Descrição da tarefa: Você pode reescrever as linhas que vão da que contém "task: provide the mask of each instance of the running" até a que contém "[[[115,127],[115,115],[111,115],[110,125]]]", ambas incluídas, com os pedidos, deslocando em -98 cada coordenada das respostas? As demais linhas devem permanecer como estão.

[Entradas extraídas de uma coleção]
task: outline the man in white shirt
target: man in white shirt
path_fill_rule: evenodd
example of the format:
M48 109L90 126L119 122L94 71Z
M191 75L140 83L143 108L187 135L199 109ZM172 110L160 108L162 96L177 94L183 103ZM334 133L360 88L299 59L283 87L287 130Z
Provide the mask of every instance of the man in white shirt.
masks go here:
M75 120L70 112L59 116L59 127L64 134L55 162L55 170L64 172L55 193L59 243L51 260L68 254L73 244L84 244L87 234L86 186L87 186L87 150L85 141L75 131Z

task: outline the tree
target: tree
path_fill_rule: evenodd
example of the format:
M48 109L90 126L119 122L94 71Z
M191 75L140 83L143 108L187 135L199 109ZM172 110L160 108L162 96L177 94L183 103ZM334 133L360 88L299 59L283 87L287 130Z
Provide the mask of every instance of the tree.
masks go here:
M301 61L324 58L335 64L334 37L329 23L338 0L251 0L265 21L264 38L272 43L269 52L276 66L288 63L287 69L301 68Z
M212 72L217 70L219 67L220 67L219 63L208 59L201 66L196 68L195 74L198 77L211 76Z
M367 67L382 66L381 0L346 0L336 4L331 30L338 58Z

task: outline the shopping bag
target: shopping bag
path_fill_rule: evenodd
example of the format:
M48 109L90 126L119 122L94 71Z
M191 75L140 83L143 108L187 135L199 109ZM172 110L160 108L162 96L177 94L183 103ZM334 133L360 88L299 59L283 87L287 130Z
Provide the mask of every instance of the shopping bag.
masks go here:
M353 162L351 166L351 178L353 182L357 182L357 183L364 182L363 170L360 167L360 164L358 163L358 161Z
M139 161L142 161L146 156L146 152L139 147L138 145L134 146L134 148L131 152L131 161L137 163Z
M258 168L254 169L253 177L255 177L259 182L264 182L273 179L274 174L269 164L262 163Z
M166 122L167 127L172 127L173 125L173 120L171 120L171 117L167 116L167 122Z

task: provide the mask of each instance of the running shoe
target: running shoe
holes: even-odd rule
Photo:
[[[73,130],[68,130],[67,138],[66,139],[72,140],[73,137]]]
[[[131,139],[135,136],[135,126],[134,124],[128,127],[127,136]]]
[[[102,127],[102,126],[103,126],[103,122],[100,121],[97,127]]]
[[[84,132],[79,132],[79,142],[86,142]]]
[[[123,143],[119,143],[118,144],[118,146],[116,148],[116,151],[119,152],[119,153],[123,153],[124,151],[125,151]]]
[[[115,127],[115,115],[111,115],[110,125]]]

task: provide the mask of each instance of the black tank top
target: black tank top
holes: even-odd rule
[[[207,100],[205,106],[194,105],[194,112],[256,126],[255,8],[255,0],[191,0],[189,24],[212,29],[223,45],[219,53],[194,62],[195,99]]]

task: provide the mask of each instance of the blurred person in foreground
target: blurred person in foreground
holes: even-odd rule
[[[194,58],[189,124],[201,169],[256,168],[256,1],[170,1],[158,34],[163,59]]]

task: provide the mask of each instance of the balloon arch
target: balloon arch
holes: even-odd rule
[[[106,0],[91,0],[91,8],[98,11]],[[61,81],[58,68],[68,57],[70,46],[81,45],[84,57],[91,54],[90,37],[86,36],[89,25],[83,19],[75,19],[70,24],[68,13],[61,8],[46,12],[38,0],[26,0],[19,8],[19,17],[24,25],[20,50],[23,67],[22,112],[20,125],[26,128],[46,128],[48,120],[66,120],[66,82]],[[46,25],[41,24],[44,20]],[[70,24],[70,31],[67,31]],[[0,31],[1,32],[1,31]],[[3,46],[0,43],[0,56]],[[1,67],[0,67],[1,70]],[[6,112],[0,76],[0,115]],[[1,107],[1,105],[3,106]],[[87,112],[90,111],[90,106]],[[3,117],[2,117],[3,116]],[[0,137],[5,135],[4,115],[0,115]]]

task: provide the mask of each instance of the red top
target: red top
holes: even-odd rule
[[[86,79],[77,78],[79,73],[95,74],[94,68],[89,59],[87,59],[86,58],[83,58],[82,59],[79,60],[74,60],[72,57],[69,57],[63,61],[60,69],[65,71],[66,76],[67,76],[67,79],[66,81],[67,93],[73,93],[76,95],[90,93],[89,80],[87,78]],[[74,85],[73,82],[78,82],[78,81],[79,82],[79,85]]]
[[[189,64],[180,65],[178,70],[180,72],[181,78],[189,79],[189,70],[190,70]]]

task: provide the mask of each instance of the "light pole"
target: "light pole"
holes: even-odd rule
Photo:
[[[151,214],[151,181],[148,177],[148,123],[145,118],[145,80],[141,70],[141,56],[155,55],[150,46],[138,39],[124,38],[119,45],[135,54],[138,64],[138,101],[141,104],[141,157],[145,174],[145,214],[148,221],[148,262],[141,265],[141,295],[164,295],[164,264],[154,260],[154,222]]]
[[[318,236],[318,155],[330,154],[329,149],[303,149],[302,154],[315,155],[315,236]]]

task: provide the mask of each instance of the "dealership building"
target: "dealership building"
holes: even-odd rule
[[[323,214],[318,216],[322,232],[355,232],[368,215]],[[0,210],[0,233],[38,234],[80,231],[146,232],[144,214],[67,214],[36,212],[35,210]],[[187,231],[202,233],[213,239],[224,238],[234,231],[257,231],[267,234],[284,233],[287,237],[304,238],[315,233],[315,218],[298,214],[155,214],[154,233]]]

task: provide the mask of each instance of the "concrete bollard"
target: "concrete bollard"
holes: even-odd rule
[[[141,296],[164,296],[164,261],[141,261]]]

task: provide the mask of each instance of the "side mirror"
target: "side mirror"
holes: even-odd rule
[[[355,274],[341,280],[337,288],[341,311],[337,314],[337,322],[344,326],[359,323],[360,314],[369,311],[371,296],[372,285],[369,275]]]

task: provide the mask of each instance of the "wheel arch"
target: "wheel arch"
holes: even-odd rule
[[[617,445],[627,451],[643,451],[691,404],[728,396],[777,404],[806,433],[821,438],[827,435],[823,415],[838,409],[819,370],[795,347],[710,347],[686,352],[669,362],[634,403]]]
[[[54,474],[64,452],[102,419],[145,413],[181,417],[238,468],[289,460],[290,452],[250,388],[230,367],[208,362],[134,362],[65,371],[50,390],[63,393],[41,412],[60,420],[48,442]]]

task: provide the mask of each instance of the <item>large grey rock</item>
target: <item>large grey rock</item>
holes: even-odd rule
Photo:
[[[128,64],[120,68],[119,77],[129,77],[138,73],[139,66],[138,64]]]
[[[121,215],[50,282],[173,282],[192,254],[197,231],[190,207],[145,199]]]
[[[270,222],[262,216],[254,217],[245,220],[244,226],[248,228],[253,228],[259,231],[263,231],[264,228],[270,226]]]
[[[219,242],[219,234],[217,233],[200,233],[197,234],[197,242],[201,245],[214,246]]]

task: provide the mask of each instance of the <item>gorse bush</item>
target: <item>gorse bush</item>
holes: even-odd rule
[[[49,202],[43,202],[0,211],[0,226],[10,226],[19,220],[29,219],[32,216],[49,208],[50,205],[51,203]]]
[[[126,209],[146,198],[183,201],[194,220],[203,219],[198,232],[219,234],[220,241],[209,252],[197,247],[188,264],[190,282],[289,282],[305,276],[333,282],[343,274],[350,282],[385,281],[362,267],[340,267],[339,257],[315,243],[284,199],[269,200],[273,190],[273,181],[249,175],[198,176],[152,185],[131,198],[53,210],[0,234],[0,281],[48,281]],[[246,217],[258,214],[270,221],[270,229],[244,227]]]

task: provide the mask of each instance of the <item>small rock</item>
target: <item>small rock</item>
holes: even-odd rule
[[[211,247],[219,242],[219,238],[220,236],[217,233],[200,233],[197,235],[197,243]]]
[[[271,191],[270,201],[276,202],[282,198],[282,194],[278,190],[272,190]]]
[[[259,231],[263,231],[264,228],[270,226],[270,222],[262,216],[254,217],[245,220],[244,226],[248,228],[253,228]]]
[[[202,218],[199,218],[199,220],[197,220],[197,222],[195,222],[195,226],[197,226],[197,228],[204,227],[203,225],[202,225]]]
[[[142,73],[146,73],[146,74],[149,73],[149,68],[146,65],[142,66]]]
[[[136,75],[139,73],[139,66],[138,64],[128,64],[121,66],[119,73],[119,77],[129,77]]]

Resposta:
task: provide the mask of each instance of the running shoe
target: running shoe
holes: even-odd rule
Photo:
[[[-25,32],[-30,32],[-31,40],[-32,41],[-26,42],[-25,39]]]
[[[33,41],[37,38],[37,28],[36,26],[30,29],[29,38]]]
[[[4,29],[4,28],[5,28],[5,24],[2,23],[-1,29]]]
[[[-14,34],[-19,34],[-19,44],[-12,44]]]
[[[25,45],[21,45],[20,46],[20,48],[18,50],[18,53],[21,54],[21,55],[25,55],[26,53],[27,53]]]
[[[17,29],[17,17],[13,17],[12,27]]]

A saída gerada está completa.